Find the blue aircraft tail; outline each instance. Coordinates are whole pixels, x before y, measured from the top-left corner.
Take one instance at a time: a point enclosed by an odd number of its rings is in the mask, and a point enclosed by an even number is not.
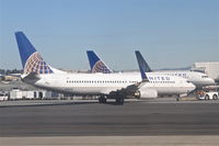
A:
[[[150,68],[147,67],[148,64],[146,63],[146,60],[140,55],[140,52],[138,52],[138,50],[136,50],[136,58],[137,58],[137,61],[138,61],[138,66],[139,66],[139,70],[140,70],[142,81],[148,81],[148,77],[146,76],[146,72],[149,72],[148,70],[150,69]]]
[[[110,74],[112,70],[105,65],[103,60],[93,50],[87,50],[90,67],[92,72]]]
[[[23,32],[15,32],[16,43],[24,69],[24,74],[53,74],[54,71],[44,61],[39,53],[31,44]]]
[[[141,64],[141,66],[146,72],[152,71],[139,50],[136,50],[136,57],[137,57],[138,61]]]

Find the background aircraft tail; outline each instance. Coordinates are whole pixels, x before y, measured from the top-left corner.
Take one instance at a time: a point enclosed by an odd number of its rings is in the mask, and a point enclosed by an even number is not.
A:
[[[138,59],[138,63],[141,64],[141,67],[146,72],[151,72],[152,71],[139,50],[136,50],[136,57]]]
[[[99,58],[99,56],[93,50],[87,50],[90,67],[92,72],[103,72],[110,74],[112,70],[106,66],[106,64]]]
[[[24,74],[53,74],[54,71],[44,61],[39,53],[31,44],[23,32],[15,32],[16,43],[24,69]]]

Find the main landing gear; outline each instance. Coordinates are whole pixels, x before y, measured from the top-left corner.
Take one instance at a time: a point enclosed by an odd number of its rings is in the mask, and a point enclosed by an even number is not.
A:
[[[124,104],[124,97],[116,97],[116,104],[123,105]]]
[[[106,103],[106,98],[104,96],[101,96],[99,98],[99,103]]]

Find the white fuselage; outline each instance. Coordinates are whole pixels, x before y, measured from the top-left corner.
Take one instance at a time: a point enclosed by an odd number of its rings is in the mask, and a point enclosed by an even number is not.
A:
[[[130,75],[138,75],[138,71],[126,72]],[[206,74],[189,71],[189,70],[157,70],[150,74],[154,74],[155,76],[174,76],[186,79],[187,81],[194,83],[196,88],[203,88],[206,86],[215,85],[215,80],[209,78]]]
[[[169,71],[155,71],[160,75],[166,76],[177,76],[187,79],[188,81],[193,82],[196,88],[201,88],[205,86],[212,86],[215,85],[215,80],[209,78],[206,74],[191,71],[191,70],[169,70]]]
[[[141,90],[153,89],[158,94],[182,94],[195,89],[193,83],[173,76],[147,72],[149,82]],[[140,74],[49,74],[39,75],[37,81],[24,80],[31,85],[73,94],[110,94],[141,81]]]

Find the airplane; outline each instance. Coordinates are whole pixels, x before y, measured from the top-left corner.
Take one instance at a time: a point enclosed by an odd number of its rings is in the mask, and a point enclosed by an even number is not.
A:
[[[112,70],[107,67],[107,65],[103,60],[100,59],[100,57],[93,50],[87,50],[87,54],[88,54],[88,58],[89,58],[89,61],[90,61],[91,71],[93,71],[93,67],[95,67],[95,64],[97,64],[97,63],[102,63],[102,66],[105,66],[105,70]],[[142,66],[146,70],[146,72],[151,72],[151,74],[157,74],[157,75],[162,75],[162,76],[165,75],[165,76],[182,77],[182,78],[187,79],[192,83],[194,83],[197,89],[200,89],[200,88],[206,87],[206,86],[215,85],[214,79],[209,78],[206,74],[203,74],[203,72],[191,71],[191,70],[153,71],[149,67],[149,65],[147,64],[145,58],[141,56],[139,50],[136,50],[136,56],[142,63]],[[93,58],[96,58],[96,59],[93,59]],[[92,65],[91,65],[91,63],[92,63]],[[95,69],[95,72],[103,72],[103,71],[101,69]],[[128,74],[132,74],[134,76],[138,76],[138,72],[135,72],[135,71],[128,72]]]
[[[128,98],[157,98],[160,93],[182,96],[195,89],[193,83],[178,77],[150,75],[148,79],[141,65],[141,76],[135,77],[65,72],[46,64],[23,32],[15,32],[15,38],[24,70],[22,81],[42,89],[76,96],[99,96],[100,103],[115,99],[117,104],[124,104],[124,99]]]

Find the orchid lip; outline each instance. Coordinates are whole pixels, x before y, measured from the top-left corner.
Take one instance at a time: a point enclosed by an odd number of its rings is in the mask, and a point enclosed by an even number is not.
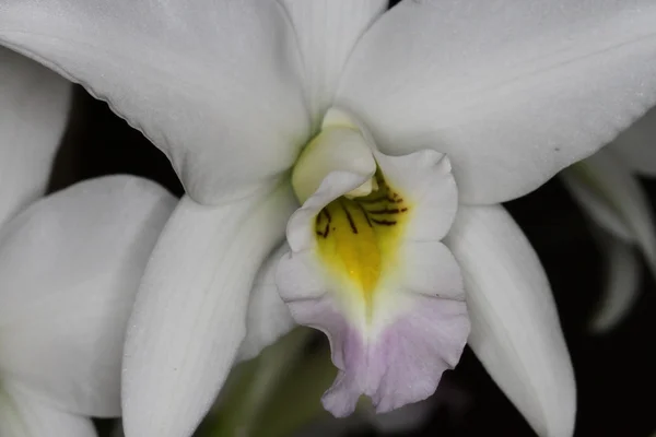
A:
[[[387,156],[348,113],[328,111],[292,186],[303,204],[277,285],[296,322],[330,340],[340,373],[324,405],[343,416],[362,394],[379,412],[425,399],[469,333],[459,268],[441,243],[457,210],[448,158]]]

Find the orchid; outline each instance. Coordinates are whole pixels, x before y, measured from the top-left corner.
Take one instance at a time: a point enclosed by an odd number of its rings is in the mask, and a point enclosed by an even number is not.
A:
[[[127,319],[175,204],[128,176],[37,200],[70,97],[61,76],[0,49],[2,437],[93,437],[90,416],[120,414]]]
[[[639,297],[641,263],[656,277],[656,229],[647,194],[636,176],[656,176],[656,109],[587,160],[562,172],[574,200],[597,224],[607,274],[591,329],[606,332],[622,321]]]
[[[468,342],[540,435],[572,434],[549,284],[497,203],[654,104],[656,4],[386,5],[0,1],[0,40],[107,101],[187,192],[129,322],[128,437],[190,435],[290,315],[331,341],[336,415],[429,397]]]

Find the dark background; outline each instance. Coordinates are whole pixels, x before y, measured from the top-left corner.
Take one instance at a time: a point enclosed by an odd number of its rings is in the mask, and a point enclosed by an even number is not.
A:
[[[80,87],[56,168],[51,190],[99,175],[127,173],[183,193],[165,156]],[[642,182],[656,200],[656,180]],[[643,294],[630,317],[608,334],[591,335],[586,328],[599,297],[604,265],[588,222],[558,178],[505,206],[531,241],[552,284],[577,380],[576,436],[649,436],[656,430],[656,299],[646,269]],[[405,435],[535,435],[470,350],[448,378],[471,399],[465,414],[454,416],[436,409],[423,429]]]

+-------+

Exercise brief:
Write out the lines above from the one containing "Find the dark" through the last, exactly as they are.

Written response:
Find the dark background; outline each instance. Coordinates are whole pixels, x before y, measured from the top-left corner.
Take one instance at a time: a point enclosed by an odd number of its rings is in the mask, and a point enclosed by an even number is not.
A:
[[[80,87],[56,168],[51,190],[99,175],[127,173],[183,193],[165,156]],[[642,182],[656,200],[656,180]],[[643,294],[630,317],[608,334],[591,335],[586,328],[599,297],[604,265],[588,222],[558,178],[505,206],[531,241],[552,284],[577,380],[576,436],[649,436],[656,430],[656,299],[646,269]],[[405,435],[535,435],[470,350],[448,378],[471,399],[465,414],[454,416],[436,409],[423,429]]]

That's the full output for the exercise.